THINGS TO DO:
a – Answer these questions using the text about the Nestorians below.
(i) Since when has the name "Assyrians" been commonly used for the Nestorians?
(ii) The transcription of Syriac titles uses a system based on the one used for which language?
(iii) Which foundation gave a grant that helped make possible research in the Middle East and England in 1954-56?
b – Write out the part of the text about the Nestorians below from "In the task" to "used for Arabic.", copying it word for word.

A number of Middle Eastern minorities are named after a religious leader with whom they have had either direct or indirect association; there are, for example, the Druzes, Maronites, Alawites, Jacobites, Yezidis, as well as the people who make up the subject of this study. Some of these sects are sometimes known by more than one name. In the case of the Nestorians, they are known also as Assyrians, a name commonly used in reference to them only since the First World War. Although I have used “Assyrian” in sections surveying the community’s postwar history, I have adopted the term Nestorian because of its ancient usage. In spite of its original stigmatic connotation time has made respectable its use as the name of a historic millet.

Both of these names have to a certain extent colored the history of this small but once-flourishing Christian sect. A halo of romance seems to have surrounded the Nestorians who, as respected members of a community that cherished learning, contributed so much to that intellectual flower¬ing for which the medieval Muslims became famous. Much also has been written in praise of the early Nestorian Church and its far flung missionary enterprise. Indeed, the modern history of the Nestorians starts with Western endeavors to set aflame the ashes of their once-zealous church. As “Assyrians,” on the other hand, writers have either ro-manticized them for their gallantry and integrity, or have suspected them as troublesome and rebellious, leaving unexplored important aspects of their history and diverse fac-tors which have gone into its making. In this study I have tried to cover some of these important phases which have been left uninvestigated.
In the task of transliteration, I have tried to be formal and consistent in the footnotes and bibliography but rarely have used diacritical marks in the text. For the transcription of Syriac titles I have adopted a system based on that used for Arabic.
In the preparation of this work I have incurred a great number of obligations to a great number of kind people. Any list of one’s creditors must seem incomplete and per-functory. Nevertheless, I take pleasure in acknowledging my gratitude to all those who have generously assisted me in my task. To the Department of Oriental Studies of Princeton University, which made possible the writing of this book through a grant from the University’s Research Program in Near Eastern Studies, I owe special thanks. To the Chairman of that Department, Professor T. Cuyler Young, I am greatly indebted for his encouragement and support as well as for his writing of the Foreword. I am very grateful to the former Chairman of the Department, and its founder, Professor Philip K. Hitti who in 1956 supervised my doctoral dissertation which has developed into this work. The author is under great obligation to another distinguished member of the Department of Oriental Studies, Professor Louis V. Thomas, for reading and criticizing the final work in manuscript. My thanks are also due to Mr. and Mrs. Roger Older of Princeton who have read the whole manuscript, making useful suggestions from a layman’s point of view.
I should like to put on record my gratitude to the writers of both past and present to whose labors of observation and interpretation most of the pages of this book owe a debt, and to the staffs of a number of archives and libraries in this country and abroad for their cooperation. In the bibliography I have tried to acknowledge these large debts. Here I wish to express my appreciation of a grant from the Ford Foundation which in 1954-56 helped make possible research in the Middle East and England. The Foundation is in no way responsible for any of the statements made or views held in this study.

MATERIAL SHOWN:

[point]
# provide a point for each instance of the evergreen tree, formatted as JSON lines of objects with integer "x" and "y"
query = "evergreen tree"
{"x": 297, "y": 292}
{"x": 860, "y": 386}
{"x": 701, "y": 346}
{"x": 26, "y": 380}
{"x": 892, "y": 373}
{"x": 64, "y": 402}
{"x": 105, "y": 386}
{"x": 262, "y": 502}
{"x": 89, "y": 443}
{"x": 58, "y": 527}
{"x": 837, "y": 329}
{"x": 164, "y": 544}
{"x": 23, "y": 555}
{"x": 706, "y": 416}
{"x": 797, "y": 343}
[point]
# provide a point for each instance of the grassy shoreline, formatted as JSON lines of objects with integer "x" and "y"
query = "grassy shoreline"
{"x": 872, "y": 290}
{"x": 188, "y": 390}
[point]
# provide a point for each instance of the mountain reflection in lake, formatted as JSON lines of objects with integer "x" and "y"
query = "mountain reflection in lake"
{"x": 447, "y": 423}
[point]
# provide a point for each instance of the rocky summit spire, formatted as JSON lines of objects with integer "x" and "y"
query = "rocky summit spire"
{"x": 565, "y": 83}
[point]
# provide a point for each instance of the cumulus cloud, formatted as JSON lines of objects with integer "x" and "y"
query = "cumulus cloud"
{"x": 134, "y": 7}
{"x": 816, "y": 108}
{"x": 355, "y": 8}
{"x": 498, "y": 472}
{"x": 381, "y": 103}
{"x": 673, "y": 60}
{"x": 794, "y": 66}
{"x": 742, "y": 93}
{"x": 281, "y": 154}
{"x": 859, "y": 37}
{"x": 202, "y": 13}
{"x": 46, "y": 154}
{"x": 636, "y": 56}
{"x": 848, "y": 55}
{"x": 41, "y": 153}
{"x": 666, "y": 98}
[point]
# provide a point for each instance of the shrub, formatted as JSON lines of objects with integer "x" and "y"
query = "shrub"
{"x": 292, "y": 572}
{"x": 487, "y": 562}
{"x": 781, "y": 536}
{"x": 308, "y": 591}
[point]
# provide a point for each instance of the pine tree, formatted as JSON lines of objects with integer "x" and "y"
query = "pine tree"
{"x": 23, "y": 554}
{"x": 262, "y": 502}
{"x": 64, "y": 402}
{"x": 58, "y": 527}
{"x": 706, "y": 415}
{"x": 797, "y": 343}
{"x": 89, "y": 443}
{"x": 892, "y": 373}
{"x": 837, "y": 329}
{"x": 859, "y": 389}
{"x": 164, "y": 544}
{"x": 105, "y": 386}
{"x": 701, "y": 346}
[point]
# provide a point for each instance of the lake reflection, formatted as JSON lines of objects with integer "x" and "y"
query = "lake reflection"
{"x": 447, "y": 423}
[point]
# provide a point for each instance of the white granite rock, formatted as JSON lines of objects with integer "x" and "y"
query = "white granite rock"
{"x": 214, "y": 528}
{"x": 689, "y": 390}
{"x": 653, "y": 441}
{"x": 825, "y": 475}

...

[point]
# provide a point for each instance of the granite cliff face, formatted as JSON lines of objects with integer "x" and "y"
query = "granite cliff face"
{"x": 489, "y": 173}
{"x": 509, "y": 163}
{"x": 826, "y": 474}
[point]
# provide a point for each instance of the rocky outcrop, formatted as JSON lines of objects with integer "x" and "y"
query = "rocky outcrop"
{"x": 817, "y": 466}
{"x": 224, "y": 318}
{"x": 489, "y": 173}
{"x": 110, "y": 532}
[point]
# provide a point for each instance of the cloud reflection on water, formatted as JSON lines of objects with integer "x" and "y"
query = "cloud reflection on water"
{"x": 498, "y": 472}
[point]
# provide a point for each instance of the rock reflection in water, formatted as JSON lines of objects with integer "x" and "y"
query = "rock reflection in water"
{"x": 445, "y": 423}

---

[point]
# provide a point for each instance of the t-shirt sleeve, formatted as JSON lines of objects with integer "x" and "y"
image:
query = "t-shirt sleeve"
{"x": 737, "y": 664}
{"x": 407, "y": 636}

ANSWERS TO THE TASKS:
a –
(i) Since the First World War.
(ii) Arabic.
(iii) The Ford Foundation.

b –
In the task of transliteration, I have tried to be formal and consistent in the footnotes and bibliography but rarely have used diacritical marks in the text. For the transcription of Syriac titles I have adopted a system based on that used for Arabic.